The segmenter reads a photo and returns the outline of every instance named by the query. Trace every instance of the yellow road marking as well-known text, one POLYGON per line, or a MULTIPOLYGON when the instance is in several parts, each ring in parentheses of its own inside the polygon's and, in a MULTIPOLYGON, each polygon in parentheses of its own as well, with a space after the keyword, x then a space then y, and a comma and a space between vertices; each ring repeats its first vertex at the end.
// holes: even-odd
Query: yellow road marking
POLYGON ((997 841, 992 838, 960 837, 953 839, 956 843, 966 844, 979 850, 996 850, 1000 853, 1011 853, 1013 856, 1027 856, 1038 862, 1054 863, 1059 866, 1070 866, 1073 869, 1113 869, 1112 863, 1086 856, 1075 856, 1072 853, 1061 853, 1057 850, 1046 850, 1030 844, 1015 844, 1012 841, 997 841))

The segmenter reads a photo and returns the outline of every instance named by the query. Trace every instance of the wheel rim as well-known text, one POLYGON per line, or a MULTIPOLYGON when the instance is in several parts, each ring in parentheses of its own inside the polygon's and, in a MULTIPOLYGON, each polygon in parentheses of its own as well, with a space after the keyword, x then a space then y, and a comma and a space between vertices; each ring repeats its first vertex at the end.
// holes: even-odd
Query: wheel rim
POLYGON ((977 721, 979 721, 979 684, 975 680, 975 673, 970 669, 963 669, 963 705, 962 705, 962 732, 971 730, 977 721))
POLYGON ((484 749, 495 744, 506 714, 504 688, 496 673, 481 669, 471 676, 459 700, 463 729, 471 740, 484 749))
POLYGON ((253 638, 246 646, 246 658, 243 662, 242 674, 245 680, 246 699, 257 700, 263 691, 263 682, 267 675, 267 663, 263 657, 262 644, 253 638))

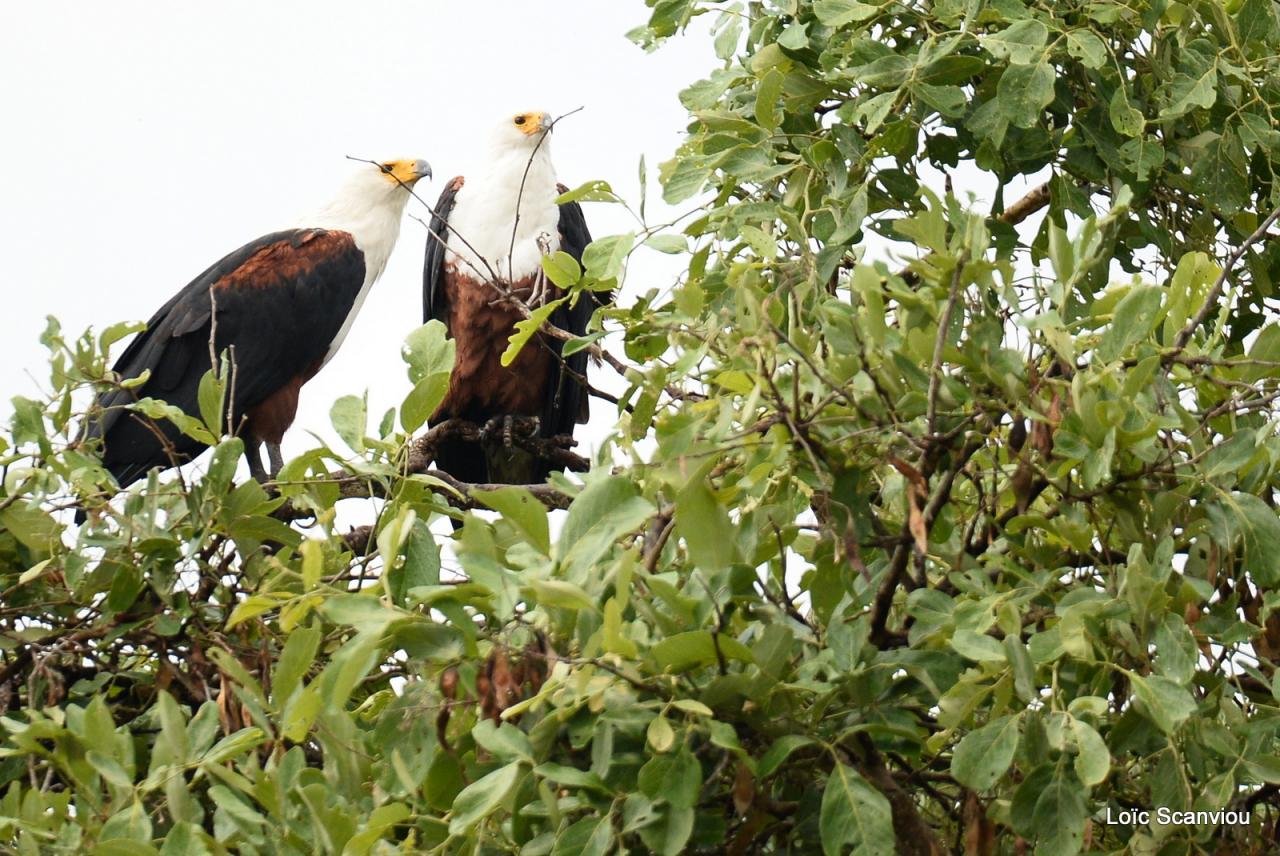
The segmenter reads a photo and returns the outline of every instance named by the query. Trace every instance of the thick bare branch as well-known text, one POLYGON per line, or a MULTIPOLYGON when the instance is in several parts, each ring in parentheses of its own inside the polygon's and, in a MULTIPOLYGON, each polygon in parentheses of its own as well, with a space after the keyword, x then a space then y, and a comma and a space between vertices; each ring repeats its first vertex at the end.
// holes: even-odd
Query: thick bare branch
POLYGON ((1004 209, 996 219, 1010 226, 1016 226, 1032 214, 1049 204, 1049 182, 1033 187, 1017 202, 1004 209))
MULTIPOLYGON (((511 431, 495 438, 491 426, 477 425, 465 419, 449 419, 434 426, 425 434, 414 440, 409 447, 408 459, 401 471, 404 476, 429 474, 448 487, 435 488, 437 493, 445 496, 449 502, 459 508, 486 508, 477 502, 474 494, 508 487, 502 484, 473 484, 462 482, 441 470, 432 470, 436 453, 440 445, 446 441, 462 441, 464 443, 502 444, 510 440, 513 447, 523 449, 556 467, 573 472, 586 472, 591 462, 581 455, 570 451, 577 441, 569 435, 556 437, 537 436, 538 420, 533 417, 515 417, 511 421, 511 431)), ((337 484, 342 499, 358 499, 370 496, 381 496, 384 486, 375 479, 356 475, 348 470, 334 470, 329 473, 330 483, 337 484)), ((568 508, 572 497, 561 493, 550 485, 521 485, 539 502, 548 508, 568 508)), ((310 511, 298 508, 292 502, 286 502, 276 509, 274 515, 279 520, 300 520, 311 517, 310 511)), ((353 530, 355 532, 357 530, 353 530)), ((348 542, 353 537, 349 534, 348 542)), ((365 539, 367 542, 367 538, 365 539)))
──────────
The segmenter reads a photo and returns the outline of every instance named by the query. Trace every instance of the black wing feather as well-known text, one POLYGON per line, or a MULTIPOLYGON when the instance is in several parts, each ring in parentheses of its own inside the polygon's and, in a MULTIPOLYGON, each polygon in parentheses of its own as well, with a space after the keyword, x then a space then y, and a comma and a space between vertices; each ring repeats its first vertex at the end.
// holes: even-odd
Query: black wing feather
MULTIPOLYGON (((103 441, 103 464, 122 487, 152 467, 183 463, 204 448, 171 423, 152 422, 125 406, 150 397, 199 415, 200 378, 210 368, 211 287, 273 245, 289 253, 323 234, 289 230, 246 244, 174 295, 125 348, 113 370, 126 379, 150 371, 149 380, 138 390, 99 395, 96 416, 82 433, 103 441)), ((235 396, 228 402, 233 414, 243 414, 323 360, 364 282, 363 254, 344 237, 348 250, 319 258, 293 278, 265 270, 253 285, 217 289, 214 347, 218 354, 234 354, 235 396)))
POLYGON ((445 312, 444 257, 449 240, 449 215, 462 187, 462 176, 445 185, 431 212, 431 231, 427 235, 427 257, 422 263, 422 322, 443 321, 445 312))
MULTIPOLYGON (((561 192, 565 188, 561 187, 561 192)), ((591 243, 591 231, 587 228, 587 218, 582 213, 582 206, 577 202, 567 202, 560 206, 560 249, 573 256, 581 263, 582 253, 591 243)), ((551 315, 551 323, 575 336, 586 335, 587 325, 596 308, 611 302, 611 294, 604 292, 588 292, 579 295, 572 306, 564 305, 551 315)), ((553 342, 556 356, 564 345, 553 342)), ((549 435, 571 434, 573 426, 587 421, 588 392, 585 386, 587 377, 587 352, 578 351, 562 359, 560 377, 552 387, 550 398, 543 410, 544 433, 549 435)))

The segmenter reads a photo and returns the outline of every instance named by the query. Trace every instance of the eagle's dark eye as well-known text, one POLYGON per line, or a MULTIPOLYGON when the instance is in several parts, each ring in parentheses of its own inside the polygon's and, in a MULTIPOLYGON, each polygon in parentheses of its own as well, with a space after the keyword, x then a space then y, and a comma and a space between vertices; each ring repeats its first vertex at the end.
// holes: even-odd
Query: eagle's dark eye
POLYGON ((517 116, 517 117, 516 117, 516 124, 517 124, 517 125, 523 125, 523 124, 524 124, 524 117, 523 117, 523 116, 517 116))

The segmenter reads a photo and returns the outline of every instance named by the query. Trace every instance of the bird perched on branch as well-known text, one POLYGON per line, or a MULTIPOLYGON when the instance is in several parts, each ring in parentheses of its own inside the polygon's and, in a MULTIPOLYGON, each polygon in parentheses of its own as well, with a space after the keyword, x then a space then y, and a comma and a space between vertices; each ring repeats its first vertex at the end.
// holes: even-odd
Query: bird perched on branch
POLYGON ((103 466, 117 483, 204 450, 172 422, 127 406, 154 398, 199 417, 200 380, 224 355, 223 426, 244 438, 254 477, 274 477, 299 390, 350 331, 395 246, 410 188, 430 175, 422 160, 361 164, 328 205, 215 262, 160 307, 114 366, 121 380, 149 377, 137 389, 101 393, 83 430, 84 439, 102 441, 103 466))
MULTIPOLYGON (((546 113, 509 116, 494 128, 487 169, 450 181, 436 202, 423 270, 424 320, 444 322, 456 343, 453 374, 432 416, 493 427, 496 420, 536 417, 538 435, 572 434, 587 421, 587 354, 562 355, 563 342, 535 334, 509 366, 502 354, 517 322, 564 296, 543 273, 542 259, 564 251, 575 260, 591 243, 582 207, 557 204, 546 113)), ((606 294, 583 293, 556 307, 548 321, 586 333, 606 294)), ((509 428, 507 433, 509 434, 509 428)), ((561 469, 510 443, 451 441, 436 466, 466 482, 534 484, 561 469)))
──────────
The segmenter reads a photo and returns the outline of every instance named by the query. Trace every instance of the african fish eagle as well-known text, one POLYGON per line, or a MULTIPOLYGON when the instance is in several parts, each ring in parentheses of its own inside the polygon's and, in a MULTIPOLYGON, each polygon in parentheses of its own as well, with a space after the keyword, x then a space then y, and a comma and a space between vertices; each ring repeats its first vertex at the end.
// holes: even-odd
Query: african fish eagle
──────────
▶ _Exercise description_:
In the data above, which lines include "fish"? Return those lines.

▶ _Answer to this exercise_:
The segmenter reads a photo and returns the outline of every instance named by the query. Trace every instance of the african fish eagle as well-known text, one POLYGON per line, or a MULTIPOLYGON when the instance is in several parts, each ring in parentheses of its own inside the polygon's and, in a MULTIPOLYGON, each polygon in parentheses of its own as well, with a space after the keyword, x then a space then y, and a comma and a space between vertices; each ring repeats its first vertex at the end.
Query: african fish eagle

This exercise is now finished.